If you’re reading this, you’re likely familiar with the idea behind expected goals (xG), whether from soccer analytics, early work done by Alan RyderBrian MacDonald, or current models by DTMAboutHeart and Asmean, Corsica, Moneypuck, or things I’ve put up on Twitter. Each model attempts to create a probability of each shot being a goal (xG) given the shot’s attributes like shot location, strength, shot type, preceding events, shooter skill, etc. There are also private companies supplementing these features with additional data (most importantly pre-shot puck movement on non-rebound shots and some sort of traffic/sight-line metric) but this is not public or generated in the real-time so will not be discussed here.[1]

To assign a probability (between 0% and 100%) to each shot, most xG models likely use logistic regression – a workhorse in many industry response models. As you can imagine the critical aspect of an xG model, and any model, becomes feature generation – the practice of turning raw, unstructured data into useful explanatory variables. NHL play-by-play data requires plenty of preparation to properly train an xG model. I have made the following adjustments to date:

• Adjust for recorded shot distance bias in each rink. This is done by using a cumulative density function for shots taken in games where the team is away and apply that density function to the home rink in case their home scorer is biased. For example (with totally made up numbers), when Boston is on the road their games see 10% of shots within 5 feet of the goal, 20% of shots within 10 feet of the goal, etc. We can adjust the shot distance in their home rink to be the same since the biases of 29 data-recorders should be less than a single Boston data-recorder. If at home in Boston, 10% of the shots were within 10 feet of the goal, we might suspect that the scorer in Boston is systematically recording shots further away from the net than other rinks. We assume games with that team result in similar event coordinates both home and away and we can transform the home distribution to match the away distribution. Below demonstrates how distributions can differ between home and away games, highlighting the probable bias Boston and NY Rangers scorer that season and was adjusted for. Note we also don’t necessarily want to transform by an average, since the bias is not necessarily uniform throughout the spectrum of shot distances.
• Figure out what events lead up to the shot, what zone they took place in, and the time lapsed between these events and the eventual shot while ensuring stoppages in play are caught.
• Limit to just shots on goal. Misses include information, but like shot distance contain scorer bias. Some scorers are more likely to record a missed shot than others. Unlike shots where we have a recorded event, and it’s just biased, adjusting for misses would require ‘inventing’ occurrences in order to adjust biases in certain rinks, which seems dangerous. It’s best to ignore misses for now, particularly because the majority of my analysis focuses on goalies. Splitting the difference between misses caused by the goalie (perhaps through excellent positioning and reputation for not giving up pucks through the body) and those caused by recorder bias seems like a very difficult task. Shots on goal test the goalie directly hence will be the focus for now.
• Clean goalie and player names. Annoying but necessary – both James and Jimmy Howard make appearances in the data, and they are the same guy.
• Determine the strength of each team (powerplay for or against or if the goaltender is pulled for an extra attacker). There is a tradeoff here. The coefficients for the interaction of states (i.e. 5v4, 6v5, 4v3 model separately) pick up interesting interactions, but should significant instability from season to season. For example, 3v3 went from a penalty-box filled improbability to a common occurrence to finish overtime games. Alternatively, shooter strength and goalie strength can be model separately, this is more stable but less interesting.

RECORDS PROVIDED -

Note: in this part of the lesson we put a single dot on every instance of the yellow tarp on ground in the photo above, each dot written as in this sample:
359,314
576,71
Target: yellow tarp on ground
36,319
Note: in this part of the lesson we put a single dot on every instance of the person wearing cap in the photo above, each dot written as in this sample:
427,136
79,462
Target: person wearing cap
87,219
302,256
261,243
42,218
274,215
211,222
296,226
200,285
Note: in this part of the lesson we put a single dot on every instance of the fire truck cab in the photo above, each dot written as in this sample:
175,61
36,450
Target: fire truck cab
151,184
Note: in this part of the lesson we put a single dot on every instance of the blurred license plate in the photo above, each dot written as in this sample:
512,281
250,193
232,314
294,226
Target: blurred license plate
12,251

WORK TO BE COMPLETED -
Summarize the expected goals passage above in two sentences.

EXERCISE RESPONSE -
Expected goals models estimate the chance that each shot becomes a goal from attributes such as shot location, strength, shot type, preceding events and shooter skill, with most likely relying on logistic regression, so the critical work is turning raw NHL play-by-play data into useful explanatory variables. The adjustments made so far are correcting each rink's recorded shot distance bias, identifying the events leading up to each shot, limiting the data to shots on goal, cleaning goalie and player names, and determining each team's strength.